§ **Bacaan**
* * * *
Narasi

2024 : Tolak Politik Identitas!

Ketua Umum DPP Partai Ummat Ridho Rahmadi menyatakan bahwa partainya akan mengusung politik identitas dalam perhelatan Pilpres 2024. Menurut Ridho, politik identitas adalah cara berpolitik yang pancasilais. Karena itu, baginya berkompetisi dengan memperalat  identitas keagamaan guna meraih dukungan menjadi sesuatu yang sah-sah saja dilakukan.

Sebagai sebuah strategi politik, tentu  itu adalah hal wajar. Sebab, bagaimana pun, sebuah kompetisi itu membutuhkan strategi. Akan tetapi, perlu kita ingat bahwa di dalam kontestasi politik, tidak semua strategi boleh dilakukan. Memainkan narasi politik identitas, misalnya. Sebab, memunculkan narasi politik identitas sebagai strategi untuk mencapai kemenangan sangat berbahaya bagi kerukunan dan persatuan bangsa.

Sejauh ini, menjadikan narasi  provokatif seperti Identitas keagamaan sebagai bungkus  politik memang masih sangat seksi. Selain itu,  kenyataan juga memperlihatkan bahwa penggunaan narasi provokatif dan identitas keagamaan memang cukup efektif untuk mendongkrak perolehan suara elektoral. Karena itu, tak heran bila banyak politisi masih terpesona dengan kampanye politik model semacam itu. Karena hasilnya memang cukup memuaskan dan menjanjikan untuk meraih sebuah kemenangan.

Akan tetapi, meski demikian, kita harus menyadari bahwa kontestasi politik bukan semata soal menang belaka, tetapi juga tentang bagaimana proses politik berlangsung secara damai dan aman. Oleh sebab itu, meski penggunaan identitas keagamaan itu pada kenyataannya cukup ampuh sebagai alat kampanye, keberadaannya harus kita hindari.

Jangan sampai melakukan manuver dengan menjadikan identitas sebagai cara untuk mendulang suara. Dalam negara demokrasi, semua orang memang berhak memperjuangkan hak-haknya. Akan tetapi, semuanya mesti dilalui dengan cara-cara yang sehat dan bermartabat, yang tidak menimbulkan perpecahan dan konflik politik destruktif.
* * * *
§ **Tugas Soal A**
Dalam bacaan tentang politik identitas, Ridho Rahmadi menyebut politik identitas sebagai cara berpolitik yang bagaimana?
Bacaan tadi dan catatan sesudahnya merupakan bahan yang tidak saling berhubungan.

§ **Catatan Tersedia**
* * * *
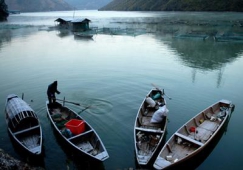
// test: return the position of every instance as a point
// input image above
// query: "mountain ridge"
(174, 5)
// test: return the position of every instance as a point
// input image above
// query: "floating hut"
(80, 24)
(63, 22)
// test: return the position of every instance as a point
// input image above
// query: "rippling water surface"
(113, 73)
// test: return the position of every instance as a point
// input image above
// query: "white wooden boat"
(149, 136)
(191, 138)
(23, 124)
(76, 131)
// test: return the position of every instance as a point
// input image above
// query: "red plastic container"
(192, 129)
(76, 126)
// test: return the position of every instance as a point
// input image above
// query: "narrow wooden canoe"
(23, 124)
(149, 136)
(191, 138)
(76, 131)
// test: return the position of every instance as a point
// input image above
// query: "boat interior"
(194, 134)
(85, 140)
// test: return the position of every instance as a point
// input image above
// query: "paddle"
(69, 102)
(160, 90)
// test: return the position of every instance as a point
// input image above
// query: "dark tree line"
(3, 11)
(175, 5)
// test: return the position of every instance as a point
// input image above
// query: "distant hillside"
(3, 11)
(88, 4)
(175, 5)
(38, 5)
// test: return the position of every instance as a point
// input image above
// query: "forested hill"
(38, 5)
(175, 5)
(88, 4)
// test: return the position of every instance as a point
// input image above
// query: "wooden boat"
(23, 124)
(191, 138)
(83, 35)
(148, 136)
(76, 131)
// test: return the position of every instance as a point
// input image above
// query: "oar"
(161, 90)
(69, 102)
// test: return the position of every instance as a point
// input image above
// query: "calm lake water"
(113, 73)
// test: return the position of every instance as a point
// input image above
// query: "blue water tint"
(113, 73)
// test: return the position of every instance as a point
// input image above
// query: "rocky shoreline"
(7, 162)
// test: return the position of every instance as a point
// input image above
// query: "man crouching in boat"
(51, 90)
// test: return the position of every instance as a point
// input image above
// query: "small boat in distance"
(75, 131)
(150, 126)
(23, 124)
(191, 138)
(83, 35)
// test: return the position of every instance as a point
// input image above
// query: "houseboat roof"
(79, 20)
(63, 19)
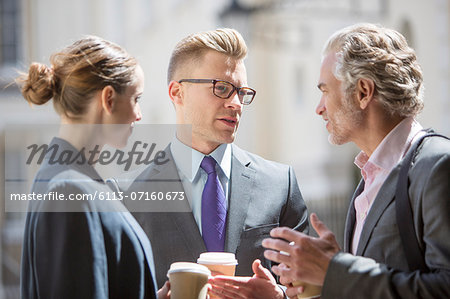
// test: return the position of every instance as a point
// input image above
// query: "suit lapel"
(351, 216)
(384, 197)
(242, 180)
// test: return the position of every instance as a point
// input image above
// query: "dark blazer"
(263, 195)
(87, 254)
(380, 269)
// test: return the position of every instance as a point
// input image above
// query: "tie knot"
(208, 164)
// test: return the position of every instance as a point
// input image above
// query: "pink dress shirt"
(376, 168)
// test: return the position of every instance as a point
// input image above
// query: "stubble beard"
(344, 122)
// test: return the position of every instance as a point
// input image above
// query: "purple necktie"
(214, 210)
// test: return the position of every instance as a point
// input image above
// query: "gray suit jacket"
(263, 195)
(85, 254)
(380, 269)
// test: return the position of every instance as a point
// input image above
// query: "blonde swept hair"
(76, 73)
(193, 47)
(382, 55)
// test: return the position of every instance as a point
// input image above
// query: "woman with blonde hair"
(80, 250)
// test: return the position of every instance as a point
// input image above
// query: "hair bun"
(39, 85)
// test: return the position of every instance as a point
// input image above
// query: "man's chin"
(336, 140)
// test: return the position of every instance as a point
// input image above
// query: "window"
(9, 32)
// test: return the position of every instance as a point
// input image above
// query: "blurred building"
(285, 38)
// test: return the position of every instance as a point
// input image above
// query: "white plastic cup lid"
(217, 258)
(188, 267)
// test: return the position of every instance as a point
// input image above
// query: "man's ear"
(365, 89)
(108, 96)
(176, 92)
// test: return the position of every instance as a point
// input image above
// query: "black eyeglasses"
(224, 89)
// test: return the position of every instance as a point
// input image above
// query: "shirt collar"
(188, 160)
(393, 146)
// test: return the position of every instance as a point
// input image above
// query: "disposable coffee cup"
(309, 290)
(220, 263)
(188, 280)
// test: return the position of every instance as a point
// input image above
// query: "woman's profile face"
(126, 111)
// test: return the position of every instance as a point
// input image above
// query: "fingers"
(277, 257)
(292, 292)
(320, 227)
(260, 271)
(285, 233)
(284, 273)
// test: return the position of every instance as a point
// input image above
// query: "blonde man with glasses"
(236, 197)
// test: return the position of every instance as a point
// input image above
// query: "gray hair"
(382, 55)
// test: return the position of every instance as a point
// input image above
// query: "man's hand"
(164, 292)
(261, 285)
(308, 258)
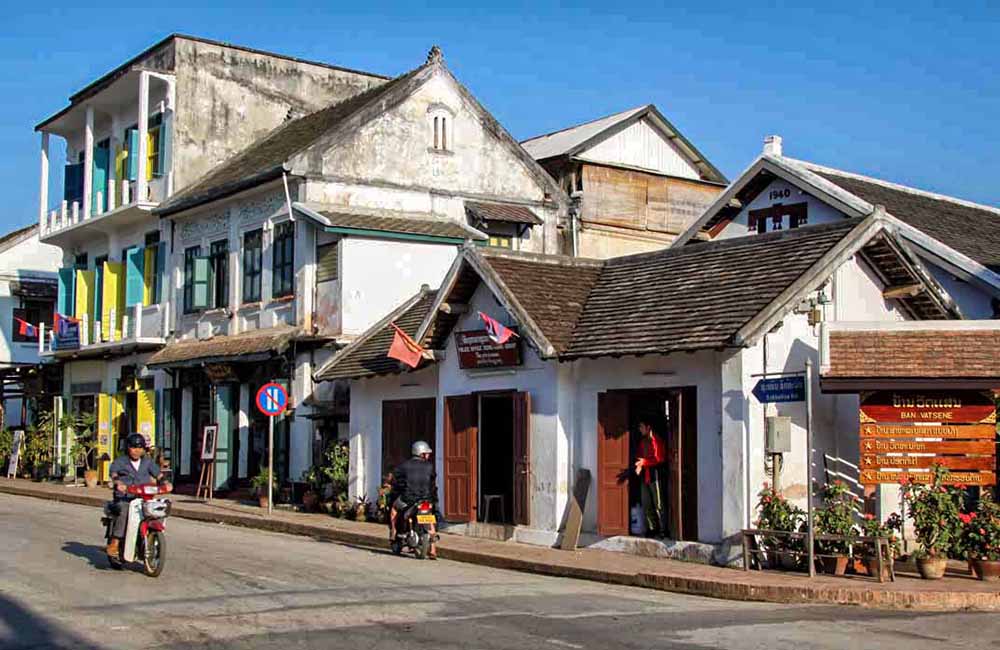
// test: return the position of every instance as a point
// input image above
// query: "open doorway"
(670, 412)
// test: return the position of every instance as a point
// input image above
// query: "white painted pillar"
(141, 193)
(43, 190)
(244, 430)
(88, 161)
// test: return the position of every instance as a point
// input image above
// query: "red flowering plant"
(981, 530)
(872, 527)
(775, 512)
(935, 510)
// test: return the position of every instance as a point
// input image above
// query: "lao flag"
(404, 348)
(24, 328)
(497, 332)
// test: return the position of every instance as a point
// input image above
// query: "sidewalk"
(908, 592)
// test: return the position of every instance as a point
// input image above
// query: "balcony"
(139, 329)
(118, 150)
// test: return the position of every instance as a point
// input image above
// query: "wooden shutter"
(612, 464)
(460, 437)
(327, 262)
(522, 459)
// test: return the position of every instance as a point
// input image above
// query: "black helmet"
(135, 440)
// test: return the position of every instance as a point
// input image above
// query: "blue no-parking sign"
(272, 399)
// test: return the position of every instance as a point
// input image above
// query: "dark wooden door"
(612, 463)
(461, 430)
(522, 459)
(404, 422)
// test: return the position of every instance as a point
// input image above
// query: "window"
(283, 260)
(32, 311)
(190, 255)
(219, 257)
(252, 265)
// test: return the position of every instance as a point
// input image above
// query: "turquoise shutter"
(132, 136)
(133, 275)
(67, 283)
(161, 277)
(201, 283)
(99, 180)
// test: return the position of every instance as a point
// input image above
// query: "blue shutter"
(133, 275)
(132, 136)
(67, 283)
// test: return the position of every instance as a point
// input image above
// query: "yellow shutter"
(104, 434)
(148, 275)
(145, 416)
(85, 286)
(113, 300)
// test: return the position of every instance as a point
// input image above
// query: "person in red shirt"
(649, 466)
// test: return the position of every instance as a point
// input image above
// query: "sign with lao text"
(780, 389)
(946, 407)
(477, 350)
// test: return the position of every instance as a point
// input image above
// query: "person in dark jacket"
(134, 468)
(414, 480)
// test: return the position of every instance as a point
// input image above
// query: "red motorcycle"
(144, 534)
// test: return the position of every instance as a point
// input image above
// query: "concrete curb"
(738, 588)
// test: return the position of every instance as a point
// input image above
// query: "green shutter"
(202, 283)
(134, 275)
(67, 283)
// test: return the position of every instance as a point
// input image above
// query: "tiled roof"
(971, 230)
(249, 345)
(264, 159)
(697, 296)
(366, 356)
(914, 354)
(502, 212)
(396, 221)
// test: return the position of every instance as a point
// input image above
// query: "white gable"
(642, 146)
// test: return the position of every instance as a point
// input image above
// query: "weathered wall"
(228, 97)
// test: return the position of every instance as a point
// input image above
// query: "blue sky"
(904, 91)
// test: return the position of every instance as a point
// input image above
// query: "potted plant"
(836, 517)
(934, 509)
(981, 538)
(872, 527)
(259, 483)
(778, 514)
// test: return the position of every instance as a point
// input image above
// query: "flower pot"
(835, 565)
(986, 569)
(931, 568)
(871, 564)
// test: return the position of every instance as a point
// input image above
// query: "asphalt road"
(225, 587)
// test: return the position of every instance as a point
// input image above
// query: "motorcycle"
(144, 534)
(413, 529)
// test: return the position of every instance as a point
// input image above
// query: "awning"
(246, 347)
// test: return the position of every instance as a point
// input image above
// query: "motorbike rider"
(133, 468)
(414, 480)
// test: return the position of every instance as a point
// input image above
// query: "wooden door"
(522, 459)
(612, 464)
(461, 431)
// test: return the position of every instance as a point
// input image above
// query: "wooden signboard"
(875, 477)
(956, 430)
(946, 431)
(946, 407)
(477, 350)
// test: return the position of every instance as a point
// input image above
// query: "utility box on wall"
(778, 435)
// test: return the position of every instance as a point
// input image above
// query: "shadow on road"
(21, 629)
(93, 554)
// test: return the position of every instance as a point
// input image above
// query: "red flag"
* * * *
§ **Tugas Soal B**
Berapa banyak baris dalam catatan di atas yang memuat kata "with"? Tuliskan angkanya saja.

§ **Jawaban Tertulis A**
Cara berpolitik yang pancasilais.

§ **Jawaban Tertulis B**
3